**THE RECORDS:**

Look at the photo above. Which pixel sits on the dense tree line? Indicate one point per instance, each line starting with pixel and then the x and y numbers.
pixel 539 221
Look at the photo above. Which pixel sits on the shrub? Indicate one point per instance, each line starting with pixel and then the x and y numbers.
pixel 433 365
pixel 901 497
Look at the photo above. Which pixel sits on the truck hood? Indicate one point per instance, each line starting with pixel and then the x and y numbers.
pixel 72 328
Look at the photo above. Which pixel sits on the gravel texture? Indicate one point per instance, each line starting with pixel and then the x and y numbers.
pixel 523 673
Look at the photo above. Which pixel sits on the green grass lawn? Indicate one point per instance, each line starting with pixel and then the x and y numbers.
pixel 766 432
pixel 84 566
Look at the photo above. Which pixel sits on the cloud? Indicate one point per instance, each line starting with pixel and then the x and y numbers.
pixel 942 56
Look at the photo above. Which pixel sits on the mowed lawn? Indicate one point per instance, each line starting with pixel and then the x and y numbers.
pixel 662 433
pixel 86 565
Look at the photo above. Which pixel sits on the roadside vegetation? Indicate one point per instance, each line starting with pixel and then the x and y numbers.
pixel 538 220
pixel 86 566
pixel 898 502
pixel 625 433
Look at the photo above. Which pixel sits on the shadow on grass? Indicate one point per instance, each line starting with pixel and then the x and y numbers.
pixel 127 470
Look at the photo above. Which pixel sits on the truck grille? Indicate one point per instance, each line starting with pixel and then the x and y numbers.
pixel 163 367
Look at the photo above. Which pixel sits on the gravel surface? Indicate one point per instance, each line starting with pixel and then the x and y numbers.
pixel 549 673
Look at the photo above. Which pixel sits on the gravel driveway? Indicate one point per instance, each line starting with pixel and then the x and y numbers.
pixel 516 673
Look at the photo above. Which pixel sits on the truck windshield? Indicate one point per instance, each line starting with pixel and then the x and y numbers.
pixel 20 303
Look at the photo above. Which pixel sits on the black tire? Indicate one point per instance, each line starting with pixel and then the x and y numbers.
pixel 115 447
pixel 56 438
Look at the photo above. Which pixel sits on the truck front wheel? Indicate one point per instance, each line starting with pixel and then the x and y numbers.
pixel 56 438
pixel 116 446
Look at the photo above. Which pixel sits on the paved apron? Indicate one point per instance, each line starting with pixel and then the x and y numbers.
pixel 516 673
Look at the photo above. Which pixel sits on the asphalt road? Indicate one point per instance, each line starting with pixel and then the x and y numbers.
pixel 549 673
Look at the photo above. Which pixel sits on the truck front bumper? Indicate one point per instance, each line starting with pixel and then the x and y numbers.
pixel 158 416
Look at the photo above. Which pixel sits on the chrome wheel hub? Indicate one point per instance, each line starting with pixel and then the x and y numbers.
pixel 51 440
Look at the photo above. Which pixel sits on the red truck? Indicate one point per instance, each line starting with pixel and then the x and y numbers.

**WHAT THE TASK ASKS:** Copy out every line from the one containing "Look at the photo above. Which pixel sits on the cloud?" down to the one containing "pixel 625 433", both included, without changing anything.

**THE ANSWER:**
Look at the photo above. Which pixel sits on the cloud? Indicate one point per instance, each line starting with pixel and then the x and y numbers.
pixel 942 56
Look at the photo above. Which pixel sits on the mowed lawn? Indicate one point per instance, each line starting with pixel and then the x and y numbers.
pixel 662 433
pixel 86 565
Look at the photo above. Which pixel sits on the roadside vegetation? Indicate one point per instance, each line starting with pixel and then the x and y numbers.
pixel 538 220
pixel 86 566
pixel 898 502
pixel 625 433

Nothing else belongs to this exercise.